--- Problemas ---
• A. No trecho sobre a morte, por quais estradas a morte pergunta?
• B. Escreva a continuação do trecho sobre a morte a partir da última frase apresentada.

--- Trecho fornecido ---
Sua vinda é inexorável, mas existem jeitos e despistá-la por uns tempos, de fazer de conta que o endereço é outro ou que inquilino não está, de deixá-la sem saber como agir. Viver cada dia em sua plenitude é fundamental, deixar o passado ser passado e depósito de boas lembranças, fazer planos, plantar umas flores ou árvores, não sacrificar o presente em favor de um futuro incerto, entregar-se com mais ousadia, sem medo de, eventualmente, quebrar a cara, ter e manter sempre um espírito de criança e de descoberta são alguns truques que confundem os caminhos da morte, e, confusa, demora mais a chegar, pois pergunta por estradas retas e tristes, estradas de conformismo e os passantes erram nas informações.

--- Linhas armazenadas ---

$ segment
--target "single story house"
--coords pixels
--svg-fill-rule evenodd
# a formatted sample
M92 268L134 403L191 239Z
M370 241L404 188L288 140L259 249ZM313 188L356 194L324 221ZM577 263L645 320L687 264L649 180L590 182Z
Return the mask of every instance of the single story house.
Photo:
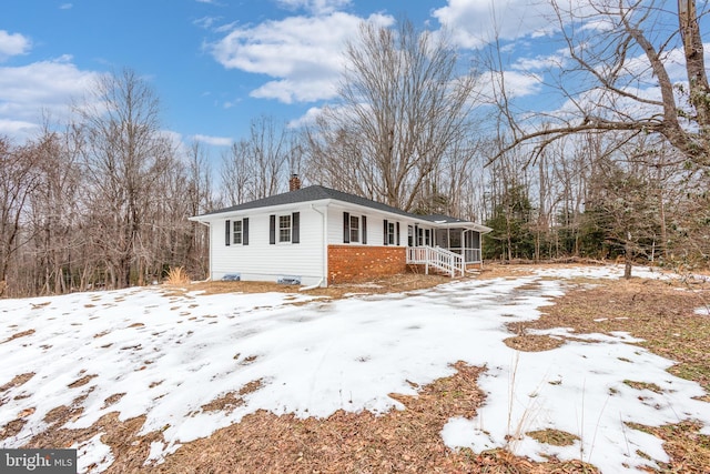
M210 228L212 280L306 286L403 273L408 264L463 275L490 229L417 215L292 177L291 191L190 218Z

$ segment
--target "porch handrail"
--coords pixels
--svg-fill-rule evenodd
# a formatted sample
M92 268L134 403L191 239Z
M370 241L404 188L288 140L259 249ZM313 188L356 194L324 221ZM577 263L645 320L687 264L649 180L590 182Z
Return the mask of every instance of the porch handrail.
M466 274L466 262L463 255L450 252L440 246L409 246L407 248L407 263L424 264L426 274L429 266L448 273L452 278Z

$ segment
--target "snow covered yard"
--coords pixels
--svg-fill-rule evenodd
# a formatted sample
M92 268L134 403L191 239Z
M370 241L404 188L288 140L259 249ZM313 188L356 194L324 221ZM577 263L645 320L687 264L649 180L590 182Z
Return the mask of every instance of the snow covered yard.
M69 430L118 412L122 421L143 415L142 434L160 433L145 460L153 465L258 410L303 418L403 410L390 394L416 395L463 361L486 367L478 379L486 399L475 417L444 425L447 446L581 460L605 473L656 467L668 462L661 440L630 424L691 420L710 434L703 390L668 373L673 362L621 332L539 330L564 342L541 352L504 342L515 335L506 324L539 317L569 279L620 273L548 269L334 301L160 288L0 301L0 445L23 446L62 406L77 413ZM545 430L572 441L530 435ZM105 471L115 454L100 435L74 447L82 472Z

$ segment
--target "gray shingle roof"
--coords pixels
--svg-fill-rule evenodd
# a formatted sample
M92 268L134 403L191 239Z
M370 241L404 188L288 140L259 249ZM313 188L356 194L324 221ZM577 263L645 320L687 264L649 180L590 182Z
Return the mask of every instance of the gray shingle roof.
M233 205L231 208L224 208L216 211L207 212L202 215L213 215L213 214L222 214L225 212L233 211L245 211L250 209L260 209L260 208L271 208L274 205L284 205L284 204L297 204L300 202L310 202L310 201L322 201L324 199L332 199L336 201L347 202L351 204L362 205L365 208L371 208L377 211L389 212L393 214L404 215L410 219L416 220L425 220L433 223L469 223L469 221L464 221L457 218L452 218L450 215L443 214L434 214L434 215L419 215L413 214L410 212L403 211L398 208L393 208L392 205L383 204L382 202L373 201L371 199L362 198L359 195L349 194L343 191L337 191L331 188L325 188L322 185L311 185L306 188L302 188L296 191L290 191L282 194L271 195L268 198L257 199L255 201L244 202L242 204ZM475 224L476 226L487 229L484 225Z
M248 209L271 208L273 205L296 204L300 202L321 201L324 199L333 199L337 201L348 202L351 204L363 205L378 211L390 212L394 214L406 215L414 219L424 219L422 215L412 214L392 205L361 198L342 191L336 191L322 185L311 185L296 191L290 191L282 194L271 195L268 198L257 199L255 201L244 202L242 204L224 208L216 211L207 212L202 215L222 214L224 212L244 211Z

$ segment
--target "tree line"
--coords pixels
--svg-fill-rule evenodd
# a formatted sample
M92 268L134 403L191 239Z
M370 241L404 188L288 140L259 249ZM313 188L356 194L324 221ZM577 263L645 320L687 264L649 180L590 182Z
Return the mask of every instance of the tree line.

--- Respostas às tarefas ---
• A. Por estradas retas e tristes, estradas de conformismo.

• B.
Compartilhar alegria é condição “sine qua non”, pois, em algum lugar, alguém pode ajudar e dizer para ela: “Espere mais um pouco, ainda não é hora”, e ela, que gosta de lágrimas e tristeza e não se sente bem em ambientes alegres, pode chegar à mesma conclusão. Fazer pequenas coisas, como arrumar uma janela, trocar uma lâmpada, passar um tempo na cozinha e caminhar olhando o pôr do sol são antídotos certeiros. E rir bastante, é claro.